Goals:
A – Answer these questions about the email on Drobo alerts:
(i) In what two ways can the Drobo Dashboard software with VoiceOver tell you there is a problem?
(ii) Which part of the Drobo Dashboard is inaccessible?
(iii) What tool does the email say cannot be used to view SMART status?
B – Write what comes next in the email about Drobo alerts, picking up after its final sentence.

──────── Text excerpt ────────

Hey Esther,
There are multiple alert mechanisms, but there aren't any accessible and
comprehensive alert mechanisms. At most, the Drobo Dashboard software with
voiceover will be able to tell you there is a problem, both in the program
itself and as an email alert that you can set up. But the part that tells
you which hard drive needs to be replaced is inaccessible, and the email
alert can only tell you if there is a problem in the broadest sense, not
what is causing the problem and what to do about it. A sample email would
just read like this: "Your Drobo
has reported the following critical alert. Alert I cannot currently protect
your data against a single hard drive failure." and that is it.

SMART status is unavailable on most external drives, and although I assume
the Drobo hardware can monitor SMART status as part of monitoring the health
of the drives, it is not possible to use Disk Utility to view that.

──────── Provided material ────────

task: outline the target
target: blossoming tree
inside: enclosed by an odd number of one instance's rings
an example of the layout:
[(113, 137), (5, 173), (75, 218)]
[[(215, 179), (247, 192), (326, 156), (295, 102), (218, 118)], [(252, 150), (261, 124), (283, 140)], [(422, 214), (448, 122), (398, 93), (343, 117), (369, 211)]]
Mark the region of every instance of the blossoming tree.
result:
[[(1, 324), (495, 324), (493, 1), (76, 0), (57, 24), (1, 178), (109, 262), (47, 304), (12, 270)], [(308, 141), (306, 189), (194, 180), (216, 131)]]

────────

Answers by task:
A –
(i) In the program itself and as an email alert you can set up.
(ii) The part that tells you which hard drive needs to be replaced.
(iii) Disk Utility.

B –
I can see some solutions to deal with this particular issue, mainly in
having Drobo Dashboard being a background process that cannot be quit and
changing the email to outline exactly which disk is having a problem. Indeed
something worth contacting data robotics about.

cheers,
jane

On Tue, Sep 9, 2008 at 9:00 PM, Esther <[EMAIL PROTECTED]> wrote:

> Thanks, Jane, for this report on the Drobo as a disk storage device. I
> think it was Shaun who wanted to get one of these based on the reviews in
> various PC magazines.  Is the only alert mechanism that a drive is failing
> through the colored display lights?  I'm wondering whether checking through
> something like Disk Utility's SMART drive check, or other accompanying
> DROBO-specific software might not also flag a warning of potential disk
> problems.  Then, the information could be sent via a Growl alert or other
> notification method.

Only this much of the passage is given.